Records from a point labeling set
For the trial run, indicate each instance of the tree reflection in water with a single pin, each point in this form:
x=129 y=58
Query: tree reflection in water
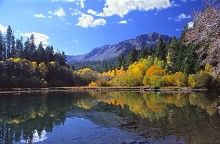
x=28 y=117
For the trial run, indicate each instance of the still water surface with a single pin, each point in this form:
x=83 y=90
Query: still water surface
x=109 y=118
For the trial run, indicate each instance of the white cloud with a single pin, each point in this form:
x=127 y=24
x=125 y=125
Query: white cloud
x=190 y=25
x=182 y=16
x=3 y=28
x=60 y=12
x=89 y=21
x=39 y=15
x=75 y=12
x=90 y=11
x=77 y=2
x=38 y=37
x=123 y=7
x=123 y=22
x=169 y=18
x=75 y=41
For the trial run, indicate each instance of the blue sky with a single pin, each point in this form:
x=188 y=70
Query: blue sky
x=78 y=26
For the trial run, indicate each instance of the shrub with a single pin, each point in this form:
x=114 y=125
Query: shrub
x=201 y=79
x=168 y=80
x=180 y=79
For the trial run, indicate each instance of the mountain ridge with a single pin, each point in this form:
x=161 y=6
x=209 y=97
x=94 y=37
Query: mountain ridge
x=105 y=52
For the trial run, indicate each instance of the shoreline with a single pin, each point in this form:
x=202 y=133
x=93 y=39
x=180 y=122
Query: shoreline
x=101 y=89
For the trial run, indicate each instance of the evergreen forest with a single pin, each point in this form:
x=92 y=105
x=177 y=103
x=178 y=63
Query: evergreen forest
x=193 y=60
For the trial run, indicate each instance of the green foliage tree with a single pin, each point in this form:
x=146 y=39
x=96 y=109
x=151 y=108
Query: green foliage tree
x=9 y=40
x=2 y=51
x=160 y=51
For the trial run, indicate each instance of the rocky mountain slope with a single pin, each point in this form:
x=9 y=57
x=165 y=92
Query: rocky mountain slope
x=111 y=51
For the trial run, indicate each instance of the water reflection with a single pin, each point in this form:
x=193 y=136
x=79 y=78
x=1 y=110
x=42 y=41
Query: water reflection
x=193 y=117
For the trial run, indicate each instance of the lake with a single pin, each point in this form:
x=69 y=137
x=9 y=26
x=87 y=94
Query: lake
x=109 y=118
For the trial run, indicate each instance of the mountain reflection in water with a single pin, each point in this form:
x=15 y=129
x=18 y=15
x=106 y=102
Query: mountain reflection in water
x=109 y=117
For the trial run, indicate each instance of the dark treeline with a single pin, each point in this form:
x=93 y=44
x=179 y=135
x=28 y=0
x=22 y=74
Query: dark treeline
x=177 y=55
x=16 y=48
x=23 y=64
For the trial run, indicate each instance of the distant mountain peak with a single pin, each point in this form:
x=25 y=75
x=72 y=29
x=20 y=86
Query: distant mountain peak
x=112 y=51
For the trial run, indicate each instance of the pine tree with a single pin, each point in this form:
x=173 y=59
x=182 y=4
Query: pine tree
x=121 y=61
x=160 y=51
x=9 y=41
x=132 y=56
x=32 y=48
x=25 y=54
x=41 y=54
x=1 y=46
x=13 y=50
x=19 y=47
x=172 y=53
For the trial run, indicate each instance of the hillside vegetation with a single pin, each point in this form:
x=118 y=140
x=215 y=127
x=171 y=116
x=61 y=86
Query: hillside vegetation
x=193 y=60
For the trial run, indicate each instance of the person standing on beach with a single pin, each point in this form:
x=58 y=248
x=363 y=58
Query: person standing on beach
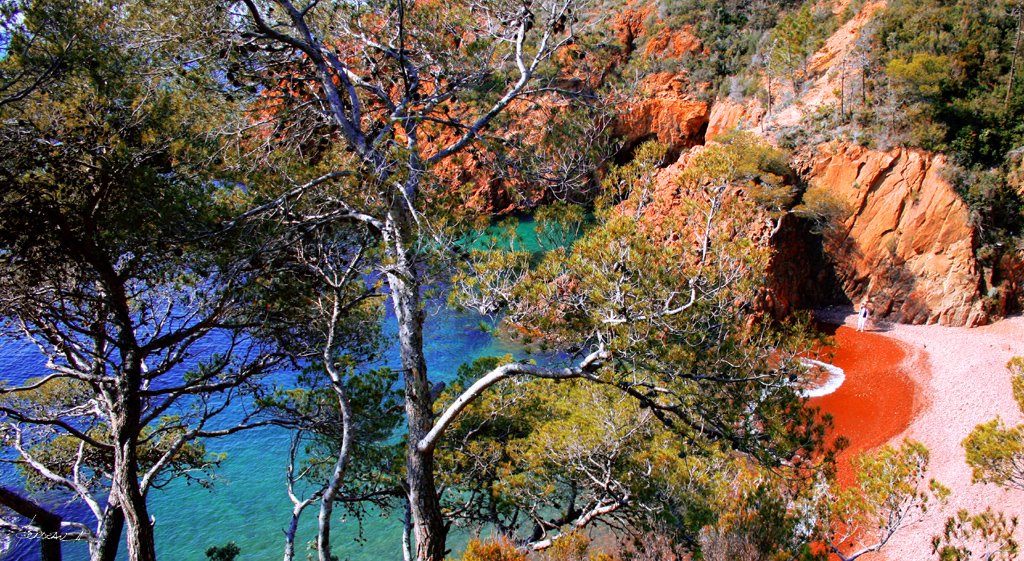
x=862 y=316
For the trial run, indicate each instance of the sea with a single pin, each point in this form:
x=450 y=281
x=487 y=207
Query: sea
x=248 y=503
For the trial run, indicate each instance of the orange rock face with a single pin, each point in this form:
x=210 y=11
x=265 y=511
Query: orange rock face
x=672 y=44
x=908 y=244
x=665 y=111
x=726 y=115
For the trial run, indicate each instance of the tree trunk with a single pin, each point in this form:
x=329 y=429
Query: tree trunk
x=403 y=279
x=1017 y=47
x=126 y=489
x=338 y=476
x=111 y=529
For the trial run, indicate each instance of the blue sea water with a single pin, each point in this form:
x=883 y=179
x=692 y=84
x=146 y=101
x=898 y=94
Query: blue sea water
x=248 y=503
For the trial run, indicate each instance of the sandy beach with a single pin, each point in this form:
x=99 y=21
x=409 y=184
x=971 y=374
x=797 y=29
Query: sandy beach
x=946 y=381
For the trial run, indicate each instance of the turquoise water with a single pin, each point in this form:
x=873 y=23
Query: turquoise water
x=248 y=503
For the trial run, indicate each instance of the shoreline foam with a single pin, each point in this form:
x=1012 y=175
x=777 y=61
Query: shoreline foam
x=958 y=380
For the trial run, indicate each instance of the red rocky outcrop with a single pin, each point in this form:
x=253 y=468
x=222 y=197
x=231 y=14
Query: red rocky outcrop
x=666 y=112
x=908 y=244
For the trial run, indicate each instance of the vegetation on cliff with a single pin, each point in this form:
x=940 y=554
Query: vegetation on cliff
x=272 y=177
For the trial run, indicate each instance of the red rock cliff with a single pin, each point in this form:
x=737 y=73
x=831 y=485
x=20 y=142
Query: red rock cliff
x=908 y=244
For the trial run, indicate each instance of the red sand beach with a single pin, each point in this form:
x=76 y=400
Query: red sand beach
x=932 y=384
x=877 y=401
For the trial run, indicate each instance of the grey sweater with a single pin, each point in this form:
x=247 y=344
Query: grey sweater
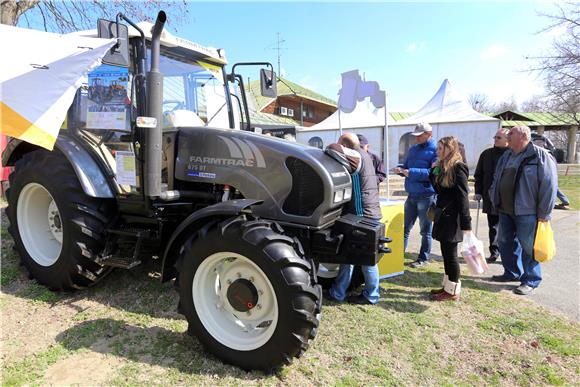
x=535 y=182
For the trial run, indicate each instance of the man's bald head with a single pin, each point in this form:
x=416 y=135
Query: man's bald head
x=349 y=140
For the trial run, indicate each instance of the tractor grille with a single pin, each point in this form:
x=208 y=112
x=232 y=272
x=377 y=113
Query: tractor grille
x=307 y=189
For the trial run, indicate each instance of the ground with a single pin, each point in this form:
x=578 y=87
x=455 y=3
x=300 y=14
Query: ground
x=126 y=331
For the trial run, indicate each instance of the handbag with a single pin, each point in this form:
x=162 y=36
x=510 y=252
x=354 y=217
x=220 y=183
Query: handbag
x=473 y=254
x=544 y=244
x=434 y=212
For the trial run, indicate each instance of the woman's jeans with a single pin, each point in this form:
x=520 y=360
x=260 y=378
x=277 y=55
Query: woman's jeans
x=516 y=246
x=417 y=207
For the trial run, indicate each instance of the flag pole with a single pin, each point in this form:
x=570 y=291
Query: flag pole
x=386 y=144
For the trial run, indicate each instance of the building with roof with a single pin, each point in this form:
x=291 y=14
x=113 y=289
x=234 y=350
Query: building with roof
x=294 y=104
x=542 y=122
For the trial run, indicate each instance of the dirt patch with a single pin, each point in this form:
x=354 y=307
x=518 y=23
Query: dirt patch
x=81 y=368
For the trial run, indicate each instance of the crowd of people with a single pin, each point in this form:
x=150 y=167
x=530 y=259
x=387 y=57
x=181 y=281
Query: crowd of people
x=516 y=181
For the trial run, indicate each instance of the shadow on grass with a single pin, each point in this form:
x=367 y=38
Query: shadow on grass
x=155 y=346
x=136 y=291
x=427 y=278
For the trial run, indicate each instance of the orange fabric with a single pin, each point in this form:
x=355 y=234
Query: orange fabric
x=14 y=125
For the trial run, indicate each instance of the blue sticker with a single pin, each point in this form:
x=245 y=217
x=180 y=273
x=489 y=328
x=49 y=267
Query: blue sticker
x=201 y=174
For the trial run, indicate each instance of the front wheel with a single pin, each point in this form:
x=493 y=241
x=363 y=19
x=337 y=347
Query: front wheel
x=247 y=294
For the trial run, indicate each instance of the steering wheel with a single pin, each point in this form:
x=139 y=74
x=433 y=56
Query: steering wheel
x=178 y=105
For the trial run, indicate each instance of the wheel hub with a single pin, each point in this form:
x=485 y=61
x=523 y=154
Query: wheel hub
x=242 y=295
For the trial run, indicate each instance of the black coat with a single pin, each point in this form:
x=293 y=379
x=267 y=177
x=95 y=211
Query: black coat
x=484 y=174
x=455 y=205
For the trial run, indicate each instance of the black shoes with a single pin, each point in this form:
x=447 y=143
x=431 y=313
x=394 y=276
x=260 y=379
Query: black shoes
x=359 y=300
x=503 y=278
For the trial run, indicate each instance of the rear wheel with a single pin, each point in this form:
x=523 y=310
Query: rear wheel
x=247 y=294
x=57 y=229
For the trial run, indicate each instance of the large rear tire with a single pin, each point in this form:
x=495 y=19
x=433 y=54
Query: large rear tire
x=247 y=293
x=57 y=229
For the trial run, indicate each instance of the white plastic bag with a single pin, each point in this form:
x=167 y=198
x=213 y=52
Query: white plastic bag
x=472 y=252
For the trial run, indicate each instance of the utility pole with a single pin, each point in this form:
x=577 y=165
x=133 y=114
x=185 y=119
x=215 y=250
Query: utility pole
x=277 y=47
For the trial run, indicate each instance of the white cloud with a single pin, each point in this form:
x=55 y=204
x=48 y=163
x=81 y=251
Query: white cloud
x=414 y=47
x=493 y=52
x=520 y=86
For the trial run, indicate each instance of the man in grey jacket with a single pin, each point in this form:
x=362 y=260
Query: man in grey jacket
x=523 y=192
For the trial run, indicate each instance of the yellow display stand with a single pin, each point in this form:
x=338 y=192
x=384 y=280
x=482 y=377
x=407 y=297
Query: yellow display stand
x=392 y=211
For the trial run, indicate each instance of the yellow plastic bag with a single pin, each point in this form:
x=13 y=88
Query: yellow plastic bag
x=544 y=244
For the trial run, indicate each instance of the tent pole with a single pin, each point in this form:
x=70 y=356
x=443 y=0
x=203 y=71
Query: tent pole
x=386 y=144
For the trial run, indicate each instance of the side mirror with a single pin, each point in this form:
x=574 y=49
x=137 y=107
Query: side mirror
x=268 y=83
x=119 y=54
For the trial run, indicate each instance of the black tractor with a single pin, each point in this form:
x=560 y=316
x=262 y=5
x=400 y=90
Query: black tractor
x=238 y=220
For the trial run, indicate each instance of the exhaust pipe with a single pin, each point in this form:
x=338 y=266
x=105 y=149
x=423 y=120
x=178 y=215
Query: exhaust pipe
x=153 y=136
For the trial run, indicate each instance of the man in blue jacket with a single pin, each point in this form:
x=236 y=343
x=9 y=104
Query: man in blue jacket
x=523 y=192
x=419 y=189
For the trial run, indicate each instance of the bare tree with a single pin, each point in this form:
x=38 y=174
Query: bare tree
x=502 y=106
x=533 y=104
x=479 y=102
x=73 y=15
x=560 y=69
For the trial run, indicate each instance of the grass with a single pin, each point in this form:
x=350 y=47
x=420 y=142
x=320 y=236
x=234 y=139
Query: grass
x=570 y=185
x=128 y=329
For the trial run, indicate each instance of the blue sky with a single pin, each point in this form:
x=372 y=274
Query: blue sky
x=409 y=48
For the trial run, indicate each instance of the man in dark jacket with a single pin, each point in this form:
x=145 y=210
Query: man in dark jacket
x=364 y=202
x=483 y=179
x=523 y=192
x=377 y=162
x=420 y=191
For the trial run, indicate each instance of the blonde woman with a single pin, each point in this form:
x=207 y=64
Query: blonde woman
x=449 y=178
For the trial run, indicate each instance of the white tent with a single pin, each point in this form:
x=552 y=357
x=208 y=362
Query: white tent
x=365 y=119
x=450 y=115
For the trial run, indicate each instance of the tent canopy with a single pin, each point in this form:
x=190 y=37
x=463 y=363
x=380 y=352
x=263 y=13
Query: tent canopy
x=447 y=105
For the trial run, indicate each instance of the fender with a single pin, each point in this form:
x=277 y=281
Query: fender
x=195 y=221
x=90 y=175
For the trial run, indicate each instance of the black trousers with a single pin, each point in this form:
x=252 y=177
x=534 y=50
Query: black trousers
x=450 y=260
x=493 y=225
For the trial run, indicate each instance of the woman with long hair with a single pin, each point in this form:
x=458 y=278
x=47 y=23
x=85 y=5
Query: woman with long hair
x=449 y=178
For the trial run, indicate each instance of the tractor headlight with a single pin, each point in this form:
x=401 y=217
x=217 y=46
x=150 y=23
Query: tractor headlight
x=347 y=193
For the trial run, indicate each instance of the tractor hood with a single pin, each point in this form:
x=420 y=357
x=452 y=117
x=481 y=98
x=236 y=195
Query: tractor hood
x=298 y=184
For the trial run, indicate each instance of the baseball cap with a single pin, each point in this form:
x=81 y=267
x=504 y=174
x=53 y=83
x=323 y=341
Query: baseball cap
x=362 y=139
x=422 y=128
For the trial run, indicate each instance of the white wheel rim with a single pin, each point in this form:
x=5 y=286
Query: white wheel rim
x=39 y=224
x=243 y=331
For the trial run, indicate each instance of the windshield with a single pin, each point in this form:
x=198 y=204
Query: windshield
x=194 y=93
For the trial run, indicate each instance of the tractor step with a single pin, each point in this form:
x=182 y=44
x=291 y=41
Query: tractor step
x=120 y=262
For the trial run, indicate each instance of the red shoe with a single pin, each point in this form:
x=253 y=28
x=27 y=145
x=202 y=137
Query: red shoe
x=444 y=296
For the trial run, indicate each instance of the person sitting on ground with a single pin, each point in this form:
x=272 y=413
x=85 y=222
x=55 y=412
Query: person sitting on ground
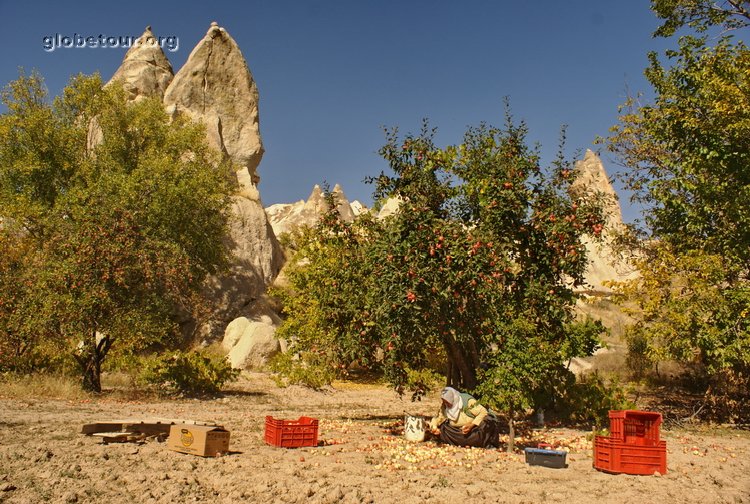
x=462 y=421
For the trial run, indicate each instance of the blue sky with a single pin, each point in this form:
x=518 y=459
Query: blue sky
x=332 y=73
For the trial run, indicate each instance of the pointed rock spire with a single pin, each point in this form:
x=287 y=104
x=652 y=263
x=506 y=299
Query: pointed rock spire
x=215 y=85
x=145 y=71
x=591 y=176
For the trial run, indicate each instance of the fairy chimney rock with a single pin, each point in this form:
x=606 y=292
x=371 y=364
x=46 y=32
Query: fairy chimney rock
x=145 y=71
x=606 y=262
x=215 y=86
x=592 y=177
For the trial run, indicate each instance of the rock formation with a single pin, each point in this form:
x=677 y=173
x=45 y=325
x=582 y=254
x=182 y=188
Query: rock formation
x=145 y=71
x=250 y=341
x=285 y=217
x=604 y=262
x=216 y=87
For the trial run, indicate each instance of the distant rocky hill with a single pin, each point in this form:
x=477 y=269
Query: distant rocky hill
x=285 y=217
x=215 y=87
x=604 y=263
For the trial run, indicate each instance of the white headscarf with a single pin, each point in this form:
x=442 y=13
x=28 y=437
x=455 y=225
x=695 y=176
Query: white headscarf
x=455 y=403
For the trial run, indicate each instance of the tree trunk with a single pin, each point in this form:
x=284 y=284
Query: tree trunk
x=511 y=432
x=462 y=368
x=90 y=359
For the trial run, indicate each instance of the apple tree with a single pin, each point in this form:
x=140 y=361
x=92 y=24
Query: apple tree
x=119 y=232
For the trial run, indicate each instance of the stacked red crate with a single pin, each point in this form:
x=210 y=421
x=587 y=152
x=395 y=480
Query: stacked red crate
x=633 y=446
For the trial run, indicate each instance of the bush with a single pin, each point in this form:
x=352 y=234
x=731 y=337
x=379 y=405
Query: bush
x=188 y=372
x=309 y=369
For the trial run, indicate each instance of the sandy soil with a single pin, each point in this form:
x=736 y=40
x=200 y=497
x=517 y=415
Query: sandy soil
x=364 y=458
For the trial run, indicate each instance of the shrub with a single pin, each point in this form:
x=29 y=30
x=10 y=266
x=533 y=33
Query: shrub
x=188 y=372
x=310 y=369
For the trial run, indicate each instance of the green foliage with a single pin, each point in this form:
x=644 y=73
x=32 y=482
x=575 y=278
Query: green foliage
x=700 y=15
x=308 y=368
x=478 y=265
x=188 y=372
x=687 y=155
x=117 y=236
x=588 y=400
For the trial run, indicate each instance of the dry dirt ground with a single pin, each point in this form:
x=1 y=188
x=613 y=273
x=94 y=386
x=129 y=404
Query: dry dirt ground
x=363 y=458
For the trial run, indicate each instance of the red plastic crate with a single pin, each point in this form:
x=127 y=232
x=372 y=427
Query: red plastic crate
x=635 y=427
x=292 y=433
x=614 y=456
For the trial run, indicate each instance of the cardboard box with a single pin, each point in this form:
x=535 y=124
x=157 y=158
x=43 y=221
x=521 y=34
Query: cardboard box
x=202 y=440
x=546 y=458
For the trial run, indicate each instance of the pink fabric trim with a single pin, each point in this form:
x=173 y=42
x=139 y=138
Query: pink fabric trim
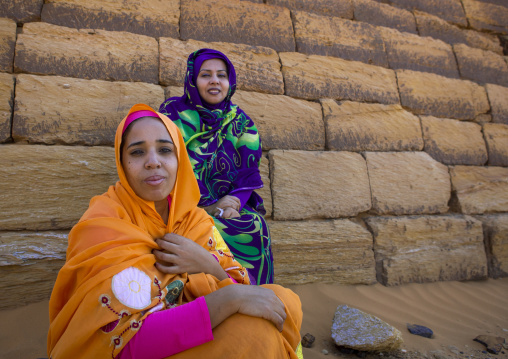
x=135 y=115
x=171 y=331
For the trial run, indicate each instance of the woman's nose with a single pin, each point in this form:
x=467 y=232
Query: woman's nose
x=152 y=161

What is required - Copy the material above from the line containing "For the trial run, indicate each instance of the pine" up to and including the line containing "x=726 y=115". Leave out the pictures.

Expected answer -
For the trial run, indicate each instance of the pine tree with a single pin, each point in this form:
x=173 y=59
x=182 y=4
Query: pine tree
x=121 y=61
x=160 y=51
x=9 y=41
x=132 y=56
x=32 y=48
x=25 y=54
x=41 y=54
x=1 y=46
x=13 y=50
x=19 y=47
x=172 y=53
For the trial run, indicate each instance of the hillside vegetation with a single pin, each point in this form:
x=118 y=140
x=215 y=127
x=171 y=116
x=61 y=86
Query: hillside vegetation
x=193 y=60
For the trial run, indicate each instance of the person standing on beach with a single pin, each point in this form:
x=58 y=248
x=363 y=58
Query: person standing on beach
x=862 y=316
For the trial run, indicate each instance of the sea with a single pin, each point in this form:
x=450 y=281
x=487 y=207
Query: sea
x=248 y=503
For the trial run, indicate each instance of the orange rock face with a single pin, each point in this form:
x=210 y=11
x=265 y=511
Query: orange rock face
x=672 y=44
x=908 y=244
x=665 y=111
x=726 y=115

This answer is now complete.